**Document segment**
Jay Sartkulvanich and Taylan Altan,

Jay Sartkulvanich and Taylan Altan represent the Center for Precision Forming at Ohio State University ( and

Forming Advanced High-Strength Steels (AHSS) sheet metal presents new challenges over forming traditional steels. Ohio State University’s Center for Precision Forming (CPF) leads research efforts on precision forming and fabrication of lightweight materials. CPF’s research activities include: warm forming and warm hydroforming of aluminum and magnesium alloy; hot stamping of boron steels; and advanced applications of servo presses. The latest AHSS formability research initiatives from CPF on springback, shearing, edge stretching, deep drawing, hot stamping, servo presses, die materials, die-coatings and lubrication are summarized in this article.

The Center for Precision Forming (CPF), located at the Ohio State University in Columbus, OH, conducts research relevant to sheetmetal forming. The National Science Foundation (NSF) partially funds this activity together with participating companies. The mission of CPF is to serve as a center for the creation and dissemination of knowledge in precision forming and fabrication of lightweight materials, which ultimately impact next-generation products. CPF uses extensively the knowledge base developed at the Engineering Research Center for Net Shape Manufacturing (ERC/NSM) at The Ohio State University (Director Dr. Taylan Altan), established in 1985.

Considering the interests of the stamping industry, research at the CPF currently focuses on stamping of advanced high-strength steels (AHSS), warm forming and warm hydroforming of aluminum and magnesium alloys, hot stamping of boron steels, and advanced applications of servo presses.

Advanced High-Strength Steel (AHSS) use has been increasing in the automotive industry, due to advantages related to weight reduction as well as crashworthiness and safety. However, there are several challenges in forming AHSS. For example, common knowledge of material behavior of mild steels cannot be applied to AHSS. In addition, fracture in bending and edge flanging is more critical in AHSS. A number of studies indicate that fracture in forming of AHSS occurs much earlier (at lower strains) than when forming mild steels. Due to their high strength properties, AHSS also yield more springback and wear tooling faster than when forming mild steels. Furthermore, variations in material properties from batch to batch affect the process and the design procedure.

CPF has conducted various research activities related to these challenges. Major research topics related to forming AHSS include

  • determination of material properties under biaxial deformation,
  • prediction of springback considering E-modulus variation,
  • evaluation of various stamping lubricants,
  • investigation of galling behavior of various die materials and coatings,
  • blanking/shearing/flanging,
  • fracture prediction in stretch bending.

New test developed for flow-stress properties

Flow-stress properties are required for computer simulation and analysis of the forming process. Usually, these data are determined using tensile tests. However, the data obtained from tensile tests are only for relatively small strains (to 0.2 for AHSS). At CPF, the Viscous Pressure Bulge (VPB) test was developed to determine flow-stress data under biaxial deformation, allowing data to be obtained at larger strains (to 0.4 for AHSS). VPB tests of various AHSS (e.g. DP600, TRIP 780 and DP980) and other sheetmetals were conducted for several industrial sponsors. VPB tests were also used to evaluate variation of the formability of the same material across different batches/coils.


Figure 1. Schematic of a VPB test (a) before the test and (b) after the test.

**Exercise 1**
Edit the article on forming advanced high-strength steels, starting at "Forming Advanced High-Strength" and ending at "in this article.", and substitute "hydraulic presses" for "servo presses".
**Exercise 2**
Answer these questions about the article on forming advanced high-strength steels:
(a) In what year was the Engineering Research Center for Net Shape Manufacturing established?
(b) Up to what strain do tensile tests yield flow-stress data for AHSS?
(c) Which organization partially funds the research at the Center for Precision Forming?
**Exercise 3**
Write the next part of the article on forming advanced high-strength steels, picking up after its final line.

**Extracted records**
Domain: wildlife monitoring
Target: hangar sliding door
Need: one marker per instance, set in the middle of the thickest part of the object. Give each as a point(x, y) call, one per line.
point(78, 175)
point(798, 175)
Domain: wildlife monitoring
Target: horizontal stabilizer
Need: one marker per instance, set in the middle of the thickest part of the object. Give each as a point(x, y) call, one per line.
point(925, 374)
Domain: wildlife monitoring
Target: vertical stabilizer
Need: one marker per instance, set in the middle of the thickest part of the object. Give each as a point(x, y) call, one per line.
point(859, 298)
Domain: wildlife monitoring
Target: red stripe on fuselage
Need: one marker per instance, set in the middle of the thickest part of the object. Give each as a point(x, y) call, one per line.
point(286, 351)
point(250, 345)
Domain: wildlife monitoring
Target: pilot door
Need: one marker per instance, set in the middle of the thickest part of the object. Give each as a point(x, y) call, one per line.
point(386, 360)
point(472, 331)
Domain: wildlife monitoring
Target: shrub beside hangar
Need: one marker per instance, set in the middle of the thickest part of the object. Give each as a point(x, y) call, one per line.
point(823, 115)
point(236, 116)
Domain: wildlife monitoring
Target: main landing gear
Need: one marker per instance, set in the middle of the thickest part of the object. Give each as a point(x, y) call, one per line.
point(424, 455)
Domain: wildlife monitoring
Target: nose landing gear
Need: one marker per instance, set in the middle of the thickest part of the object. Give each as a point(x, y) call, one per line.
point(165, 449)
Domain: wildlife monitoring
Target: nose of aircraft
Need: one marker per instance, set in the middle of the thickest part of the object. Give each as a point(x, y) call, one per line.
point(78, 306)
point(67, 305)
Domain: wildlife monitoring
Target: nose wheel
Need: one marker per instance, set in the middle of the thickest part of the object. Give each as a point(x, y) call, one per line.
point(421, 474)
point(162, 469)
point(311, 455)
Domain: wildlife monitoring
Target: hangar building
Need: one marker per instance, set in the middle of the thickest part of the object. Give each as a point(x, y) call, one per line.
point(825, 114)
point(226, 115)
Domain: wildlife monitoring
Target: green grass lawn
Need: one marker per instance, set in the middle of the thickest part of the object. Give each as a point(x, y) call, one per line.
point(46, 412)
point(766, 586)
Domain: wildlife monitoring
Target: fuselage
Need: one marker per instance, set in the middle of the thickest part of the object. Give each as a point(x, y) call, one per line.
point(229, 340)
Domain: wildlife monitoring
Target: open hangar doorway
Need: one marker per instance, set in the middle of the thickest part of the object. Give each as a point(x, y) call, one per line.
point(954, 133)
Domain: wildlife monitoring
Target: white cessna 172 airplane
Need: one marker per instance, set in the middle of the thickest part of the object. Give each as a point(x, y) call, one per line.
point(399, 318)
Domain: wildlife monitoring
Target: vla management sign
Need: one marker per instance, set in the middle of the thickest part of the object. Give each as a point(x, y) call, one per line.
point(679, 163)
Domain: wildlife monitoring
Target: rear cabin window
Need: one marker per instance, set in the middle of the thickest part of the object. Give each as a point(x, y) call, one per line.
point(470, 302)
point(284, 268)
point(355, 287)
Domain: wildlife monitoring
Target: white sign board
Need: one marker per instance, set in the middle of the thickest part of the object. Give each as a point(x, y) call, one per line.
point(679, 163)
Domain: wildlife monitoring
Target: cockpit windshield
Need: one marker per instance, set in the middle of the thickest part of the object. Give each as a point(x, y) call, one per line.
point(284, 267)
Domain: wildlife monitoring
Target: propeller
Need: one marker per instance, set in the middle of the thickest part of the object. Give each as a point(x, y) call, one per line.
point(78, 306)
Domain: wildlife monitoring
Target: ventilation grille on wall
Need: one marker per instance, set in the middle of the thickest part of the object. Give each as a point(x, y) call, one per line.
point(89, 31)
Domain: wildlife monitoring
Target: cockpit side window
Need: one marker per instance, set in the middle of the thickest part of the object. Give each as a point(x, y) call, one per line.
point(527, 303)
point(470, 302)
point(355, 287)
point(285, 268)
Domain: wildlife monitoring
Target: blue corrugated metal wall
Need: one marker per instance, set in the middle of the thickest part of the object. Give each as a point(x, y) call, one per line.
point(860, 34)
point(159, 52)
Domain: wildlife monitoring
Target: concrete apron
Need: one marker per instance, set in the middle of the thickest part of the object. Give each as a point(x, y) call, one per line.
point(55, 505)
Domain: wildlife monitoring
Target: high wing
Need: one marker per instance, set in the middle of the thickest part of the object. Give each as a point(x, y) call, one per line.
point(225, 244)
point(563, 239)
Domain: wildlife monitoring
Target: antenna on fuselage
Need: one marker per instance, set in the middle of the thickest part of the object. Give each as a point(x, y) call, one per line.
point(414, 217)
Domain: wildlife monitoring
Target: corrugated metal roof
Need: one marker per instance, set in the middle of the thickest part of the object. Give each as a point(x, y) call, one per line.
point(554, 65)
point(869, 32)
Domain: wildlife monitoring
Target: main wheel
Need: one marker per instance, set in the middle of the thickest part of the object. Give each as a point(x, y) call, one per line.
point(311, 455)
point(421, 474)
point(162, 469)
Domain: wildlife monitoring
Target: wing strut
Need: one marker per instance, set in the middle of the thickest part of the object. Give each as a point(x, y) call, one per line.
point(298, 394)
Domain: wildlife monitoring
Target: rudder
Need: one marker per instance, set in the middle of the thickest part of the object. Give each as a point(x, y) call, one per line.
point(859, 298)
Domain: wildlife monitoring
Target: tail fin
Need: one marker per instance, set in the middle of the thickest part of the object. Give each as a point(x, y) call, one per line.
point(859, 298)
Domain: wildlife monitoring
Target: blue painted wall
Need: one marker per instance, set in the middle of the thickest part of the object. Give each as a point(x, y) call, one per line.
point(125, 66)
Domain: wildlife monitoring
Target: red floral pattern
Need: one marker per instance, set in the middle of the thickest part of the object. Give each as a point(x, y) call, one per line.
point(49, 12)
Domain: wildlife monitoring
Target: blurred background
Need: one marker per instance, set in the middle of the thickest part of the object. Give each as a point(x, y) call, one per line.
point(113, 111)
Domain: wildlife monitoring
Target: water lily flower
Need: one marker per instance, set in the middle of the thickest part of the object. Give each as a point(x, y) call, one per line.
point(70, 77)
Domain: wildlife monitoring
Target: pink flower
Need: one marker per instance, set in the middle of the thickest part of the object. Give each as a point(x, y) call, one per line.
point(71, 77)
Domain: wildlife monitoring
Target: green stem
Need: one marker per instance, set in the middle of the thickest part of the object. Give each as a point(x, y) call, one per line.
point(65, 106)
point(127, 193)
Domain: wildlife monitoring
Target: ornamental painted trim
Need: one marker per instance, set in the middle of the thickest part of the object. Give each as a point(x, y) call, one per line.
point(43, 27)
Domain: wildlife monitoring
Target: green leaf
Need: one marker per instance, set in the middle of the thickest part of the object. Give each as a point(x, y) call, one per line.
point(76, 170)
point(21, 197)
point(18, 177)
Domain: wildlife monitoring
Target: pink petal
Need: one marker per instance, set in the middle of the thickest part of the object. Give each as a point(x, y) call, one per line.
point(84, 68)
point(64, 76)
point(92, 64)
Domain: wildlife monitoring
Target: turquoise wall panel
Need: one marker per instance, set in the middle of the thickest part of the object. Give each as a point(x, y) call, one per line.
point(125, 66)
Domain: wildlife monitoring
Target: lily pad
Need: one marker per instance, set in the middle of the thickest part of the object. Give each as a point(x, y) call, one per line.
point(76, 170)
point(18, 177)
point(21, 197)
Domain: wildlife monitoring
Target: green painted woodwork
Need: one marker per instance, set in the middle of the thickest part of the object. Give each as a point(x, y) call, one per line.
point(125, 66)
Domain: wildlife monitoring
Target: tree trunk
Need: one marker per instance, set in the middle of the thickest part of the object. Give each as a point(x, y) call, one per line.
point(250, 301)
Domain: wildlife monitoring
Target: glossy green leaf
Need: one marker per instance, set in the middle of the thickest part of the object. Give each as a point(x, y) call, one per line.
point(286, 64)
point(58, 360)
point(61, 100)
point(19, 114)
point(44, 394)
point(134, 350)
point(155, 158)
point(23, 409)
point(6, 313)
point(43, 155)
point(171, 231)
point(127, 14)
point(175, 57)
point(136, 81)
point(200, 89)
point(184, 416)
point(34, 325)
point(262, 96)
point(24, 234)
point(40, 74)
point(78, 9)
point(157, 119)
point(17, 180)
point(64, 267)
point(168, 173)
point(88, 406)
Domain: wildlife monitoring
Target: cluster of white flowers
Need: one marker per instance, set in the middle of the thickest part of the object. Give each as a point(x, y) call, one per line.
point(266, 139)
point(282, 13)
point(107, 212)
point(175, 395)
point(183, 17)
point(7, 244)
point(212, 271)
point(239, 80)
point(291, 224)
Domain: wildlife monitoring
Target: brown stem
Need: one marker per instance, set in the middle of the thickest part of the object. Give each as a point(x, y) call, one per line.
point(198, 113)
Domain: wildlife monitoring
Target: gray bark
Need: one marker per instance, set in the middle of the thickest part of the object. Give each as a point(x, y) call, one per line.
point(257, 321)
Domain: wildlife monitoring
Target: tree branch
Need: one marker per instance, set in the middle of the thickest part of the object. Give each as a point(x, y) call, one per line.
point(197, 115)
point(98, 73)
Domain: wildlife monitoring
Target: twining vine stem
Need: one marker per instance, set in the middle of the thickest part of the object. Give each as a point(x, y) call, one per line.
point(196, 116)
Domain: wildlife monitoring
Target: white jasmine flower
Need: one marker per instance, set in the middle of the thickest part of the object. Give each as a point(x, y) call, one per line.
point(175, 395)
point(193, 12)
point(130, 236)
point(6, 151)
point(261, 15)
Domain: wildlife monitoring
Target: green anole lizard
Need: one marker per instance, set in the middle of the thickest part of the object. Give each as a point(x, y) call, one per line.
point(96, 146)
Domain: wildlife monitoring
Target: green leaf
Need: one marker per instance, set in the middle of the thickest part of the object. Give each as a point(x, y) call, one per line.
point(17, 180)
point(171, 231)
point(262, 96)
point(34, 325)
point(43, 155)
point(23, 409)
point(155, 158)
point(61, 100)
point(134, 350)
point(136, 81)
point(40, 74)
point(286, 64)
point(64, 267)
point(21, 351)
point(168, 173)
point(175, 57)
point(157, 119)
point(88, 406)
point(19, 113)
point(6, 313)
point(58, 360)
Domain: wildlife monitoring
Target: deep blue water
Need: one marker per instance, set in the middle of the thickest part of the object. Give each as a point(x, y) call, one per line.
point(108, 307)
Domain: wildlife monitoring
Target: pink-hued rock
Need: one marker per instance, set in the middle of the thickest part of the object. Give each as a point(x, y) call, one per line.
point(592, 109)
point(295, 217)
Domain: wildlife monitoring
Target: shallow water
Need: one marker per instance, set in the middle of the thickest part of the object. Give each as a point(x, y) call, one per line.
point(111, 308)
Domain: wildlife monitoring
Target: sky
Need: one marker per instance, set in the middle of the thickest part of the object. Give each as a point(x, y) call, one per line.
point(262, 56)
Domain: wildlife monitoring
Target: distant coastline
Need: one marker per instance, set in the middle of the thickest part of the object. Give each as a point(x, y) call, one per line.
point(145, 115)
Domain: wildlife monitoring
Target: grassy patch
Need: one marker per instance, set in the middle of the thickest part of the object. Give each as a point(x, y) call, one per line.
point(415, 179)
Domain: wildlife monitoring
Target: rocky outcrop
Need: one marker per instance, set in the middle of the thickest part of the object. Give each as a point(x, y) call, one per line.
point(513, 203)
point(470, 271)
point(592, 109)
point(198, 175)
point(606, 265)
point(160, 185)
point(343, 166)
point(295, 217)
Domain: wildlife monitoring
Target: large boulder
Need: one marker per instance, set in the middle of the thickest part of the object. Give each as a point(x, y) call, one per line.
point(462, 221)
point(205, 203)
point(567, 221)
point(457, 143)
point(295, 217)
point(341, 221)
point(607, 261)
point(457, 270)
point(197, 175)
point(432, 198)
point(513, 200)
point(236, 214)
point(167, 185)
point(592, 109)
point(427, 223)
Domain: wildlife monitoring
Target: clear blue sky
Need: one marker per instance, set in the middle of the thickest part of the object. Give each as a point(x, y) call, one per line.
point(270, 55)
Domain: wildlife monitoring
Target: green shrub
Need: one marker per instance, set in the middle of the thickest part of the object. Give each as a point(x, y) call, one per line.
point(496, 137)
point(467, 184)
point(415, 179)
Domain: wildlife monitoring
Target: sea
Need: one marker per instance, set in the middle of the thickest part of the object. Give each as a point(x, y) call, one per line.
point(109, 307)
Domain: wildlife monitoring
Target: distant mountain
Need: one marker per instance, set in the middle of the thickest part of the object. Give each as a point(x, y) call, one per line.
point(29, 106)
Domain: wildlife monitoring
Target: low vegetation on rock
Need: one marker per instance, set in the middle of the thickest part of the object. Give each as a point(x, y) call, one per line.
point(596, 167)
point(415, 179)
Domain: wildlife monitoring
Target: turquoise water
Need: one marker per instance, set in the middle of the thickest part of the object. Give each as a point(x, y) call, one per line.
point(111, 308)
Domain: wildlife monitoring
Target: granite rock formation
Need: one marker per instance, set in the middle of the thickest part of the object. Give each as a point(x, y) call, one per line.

**Right answer 1**
Forming Advanced High-Strength Steels (AHSS) sheet metal presents new challenges over forming traditional steels. Ohio State University’s Center for Precision Forming (CPF) leads research efforts on precision forming and fabrication of lightweight materials. CPF’s research activities include: warm forming and warm hydroforming of aluminum and magnesium alloy; hot stamping of boron steels; and advanced applications of hydraulic presses. The latest AHSS formability research initiatives from CPF on springback, shearing, edge stretching, deep drawing, hot stamping, hydraulic presses, die materials, die-coatings and lubrication are summarized in this article.

**Right answer 2**
(a) 1985
(b) 0.2
(c) The National Science Foundation (NSF)

**Right answer 3**
Research leads to improved springback conditions

Many research studies demonstrate that the elastic modulus of AHSS decreases with increasing plastic strain, and it is necessary to consider the unloading modulus variation for accurate springback predictions. At CPF, tensile tests and bending tests with V-dies and S-dies were conducted to determine the variation of unloading modulus as well as to validate springback predictions obtained from finite element (FE) simulations.  Figure 2 illustrates bending experiments for various curvature geometries and bending conditions, using an S-die.  


Figure 2. Bending experiments using an S-die to determine springback of various deformation modes. Press and tooling is pictured on the left, with various shapes formed using the S-die on the right.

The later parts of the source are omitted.